**Task list**
• A. Please print the passage of the GART translation notes starting with "5. GART Translation" and going on through "(gpu_page * 8)".
• B. In the GART translation notes, which register does the driver write to invalidate the TLB?

**Text shown**

GTT pages reside in Guest RAM. Guest RAM is already shared between QEMU and gem5 via /dev/shm/cosim-guest-ram. Therefore:

  1. Driver writes to ring buffer -> writes to Guest RAM -> /dev/shm/cosim-guest-ram -> gem5 can read
  2. gem5 writes fence -> Ruby memory controller writes to Guest RAM -> /dev/shm/cosim-guest-ram -> driver can read
  3. Physical addresses in GART PTEs -> offsets within Guest RAM -> accessible by both sides

vfio-user backend: Both VRAM and Guest RAM are accessed via zero-copy mmap. gem5's SDMA/PM4 DMA operations go through the Ruby memory system which directly accesses the shared backstore memory, with no socket relay needed.

5. GART Translation Flow

5.1 Driver Writes GART PTEs

amdgpu driver (guest)
  |
  +- amdgpu_gart_map(): compute PTE value
  |   pte = (phys_addr >> 12) << 12 | flags
  |
  +- write to BAR0 + ptBase + (gpu_page * 8)
  |   |
  |   +- QEMU BAR0 = mmap of /dev/shm/mi300x-vram
  |       +- data immediately appears in shared memory
  |
  +- TLB invalidate: write VM_INVALIDATE_ENG17 register
      +- MMIO -> vfio-user -> gem5 -> invalidateTLBs()

5.2 gem5 Reads GART PTEs

// amdgpu_vm.cc: GARTTranslationGen::translate()

// Step 1: compute PTE offset within VRAM
gart_addr = bits(transformedAddr, 63, 12);  // GPU VA page number
pte_table_offset = gart_addr - (ptStart * 8);

// Step 2: read PTE directly from shared VRAM (zero-copy)

**Data**
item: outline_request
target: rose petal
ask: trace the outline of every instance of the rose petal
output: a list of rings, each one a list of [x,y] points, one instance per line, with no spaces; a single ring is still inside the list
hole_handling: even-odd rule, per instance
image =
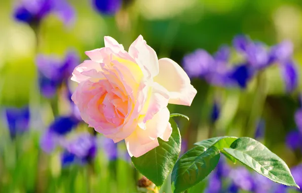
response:
[[[152,119],[147,121],[145,130],[142,129],[139,130],[143,131],[138,133],[138,134],[142,134],[140,138],[143,138],[142,135],[143,135],[149,136],[151,139],[163,137],[166,139],[166,137],[169,135],[169,132],[167,134],[165,133],[167,130],[167,124],[169,123],[169,118],[170,112],[168,108],[166,107],[154,115]],[[171,135],[171,133],[170,135]],[[169,135],[167,139],[169,139],[170,135]],[[138,137],[140,136],[138,135]],[[144,143],[144,142],[141,142],[142,144]]]
[[[105,36],[104,37],[104,42],[105,43],[105,47],[110,48],[115,51],[118,51],[120,50],[124,50],[124,46],[122,44],[119,44],[114,38],[110,36]]]
[[[187,75],[171,59],[162,58],[159,62],[160,73],[154,80],[170,92],[169,103],[190,106],[197,91]]]
[[[150,92],[150,95],[145,103],[145,106],[147,106],[147,109],[143,120],[144,123],[152,119],[154,115],[166,108],[169,102],[168,91],[158,83],[153,83]]]
[[[147,43],[141,35],[130,45],[129,54],[136,60],[146,76],[153,78],[159,72],[156,52]]]
[[[77,82],[84,82],[90,78],[104,79],[100,64],[92,60],[85,60],[76,67],[72,72],[71,80]]]
[[[172,126],[171,126],[171,123],[170,122],[168,122],[168,125],[167,125],[167,128],[166,128],[166,130],[164,133],[159,136],[159,137],[165,141],[169,141],[169,138],[170,136],[171,136],[171,134],[172,134]]]
[[[97,48],[90,51],[86,51],[85,52],[85,54],[89,57],[89,58],[92,60],[97,62],[102,62],[103,57],[101,54],[101,51],[103,49],[103,48]]]
[[[126,138],[125,141],[128,152],[131,157],[139,157],[159,146],[157,139],[151,141],[149,143],[141,145],[135,132]]]

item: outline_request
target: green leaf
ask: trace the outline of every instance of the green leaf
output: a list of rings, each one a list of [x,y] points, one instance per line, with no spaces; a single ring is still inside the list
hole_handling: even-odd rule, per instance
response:
[[[221,153],[223,153],[226,157],[232,161],[234,163],[236,163],[236,159],[229,155],[224,150],[224,148],[229,148],[231,145],[236,140],[238,139],[236,137],[216,137],[205,140],[201,141],[200,142],[195,143],[194,145],[198,145],[201,147],[204,147],[208,148],[211,146],[215,146],[217,147]]]
[[[170,114],[170,117],[182,117],[183,118],[185,118],[186,119],[187,119],[187,120],[190,120],[190,118],[188,118],[188,117],[187,116],[183,115],[182,114],[180,114],[180,113],[172,113],[172,114]]]
[[[272,181],[299,188],[284,161],[254,139],[240,138],[233,142],[231,148],[224,149],[243,164]]]
[[[219,150],[212,146],[196,146],[182,155],[172,172],[174,192],[184,191],[202,181],[215,169],[220,158]]]
[[[170,122],[173,130],[168,141],[158,138],[159,146],[139,157],[131,158],[135,168],[157,186],[163,184],[180,152],[179,130],[172,118]]]

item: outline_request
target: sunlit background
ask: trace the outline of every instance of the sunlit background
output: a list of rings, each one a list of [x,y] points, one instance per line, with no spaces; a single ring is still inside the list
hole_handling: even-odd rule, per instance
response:
[[[191,107],[168,107],[190,118],[176,119],[182,152],[255,138],[302,186],[300,0],[2,0],[0,18],[0,192],[153,192],[124,142],[88,127],[70,100],[85,51],[104,36],[127,49],[139,35],[198,90]],[[188,192],[298,191],[221,159]],[[171,192],[169,179],[160,191]]]

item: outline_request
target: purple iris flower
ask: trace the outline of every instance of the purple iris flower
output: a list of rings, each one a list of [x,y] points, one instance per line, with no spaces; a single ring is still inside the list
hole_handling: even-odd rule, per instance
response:
[[[239,52],[245,53],[252,41],[248,37],[241,35],[236,36],[233,40],[233,46]]]
[[[235,37],[233,42],[235,49],[243,55],[253,69],[260,70],[270,65],[270,54],[262,43],[253,42],[243,35]]]
[[[65,144],[65,148],[61,155],[63,166],[73,163],[85,164],[95,157],[97,151],[96,140],[89,133],[78,134],[75,139]]]
[[[255,172],[253,174],[255,182],[255,189],[254,190],[255,193],[271,192],[272,187],[275,182]]]
[[[224,192],[223,189],[223,179],[228,178],[231,168],[225,162],[224,157],[221,157],[214,171],[210,175],[208,186],[205,192],[220,193]]]
[[[302,135],[302,109],[298,110],[295,113],[295,122],[300,133]]]
[[[214,70],[215,60],[206,51],[198,49],[183,59],[183,68],[191,78],[204,76]]]
[[[292,61],[288,60],[282,64],[281,68],[286,91],[292,92],[298,85],[298,72],[295,64]]]
[[[293,52],[293,45],[289,41],[284,41],[273,46],[270,53],[271,62],[288,61],[291,59]]]
[[[264,137],[266,131],[266,121],[262,119],[259,119],[257,123],[255,138],[262,138]]]
[[[75,14],[66,0],[20,0],[14,17],[19,21],[36,25],[51,13],[57,14],[66,25],[72,23]]]
[[[230,75],[230,78],[241,88],[245,88],[252,77],[250,69],[246,64],[236,66]]]
[[[116,160],[118,156],[118,144],[111,139],[103,137],[100,139],[101,146],[109,160]]]
[[[219,104],[217,102],[215,101],[212,107],[212,112],[211,113],[211,121],[212,122],[215,122],[218,119],[220,115],[220,111]]]
[[[299,186],[302,187],[302,164],[292,168],[290,170],[296,183]],[[298,190],[297,188],[296,189]],[[301,189],[299,191],[302,191]]]
[[[12,139],[18,134],[28,131],[29,125],[29,108],[7,108],[5,110],[5,118],[7,121],[10,135]]]
[[[288,92],[293,91],[298,84],[297,67],[292,59],[293,52],[293,45],[288,41],[273,47],[270,52],[270,60],[279,63]]]
[[[59,116],[49,126],[49,130],[58,135],[65,135],[78,125],[79,121],[73,116]]]
[[[40,139],[41,148],[46,152],[51,152],[57,145],[63,143],[64,136],[79,122],[80,120],[73,115],[56,117]]]
[[[103,15],[113,15],[122,7],[122,0],[92,0],[95,9]]]
[[[53,97],[57,88],[68,80],[80,60],[78,54],[68,52],[63,60],[55,55],[39,55],[36,63],[39,71],[39,87],[42,94],[47,98]]]
[[[232,170],[230,176],[235,187],[247,191],[254,191],[255,182],[253,176],[245,167]]]
[[[205,193],[220,193],[221,191],[222,184],[221,179],[215,174],[211,174],[209,176],[208,186],[204,190]]]
[[[286,145],[291,149],[302,148],[302,135],[298,131],[289,132],[286,138]]]

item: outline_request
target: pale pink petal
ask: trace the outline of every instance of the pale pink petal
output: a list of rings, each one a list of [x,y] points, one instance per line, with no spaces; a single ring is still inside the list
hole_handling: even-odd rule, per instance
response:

**Worked answers**
• A.
5. GART Translation Flow

5.1 Driver Writes GART PTEs

amdgpu driver (guest)
  |
  +- amdgpu_gart_map(): compute PTE value
  |   pte = (phys_addr >> 12) << 12 | flags
  |
  +- write to BAR0 + ptBase + (gpu_page * 8)

• B. VM_INVALIDATE_ENG17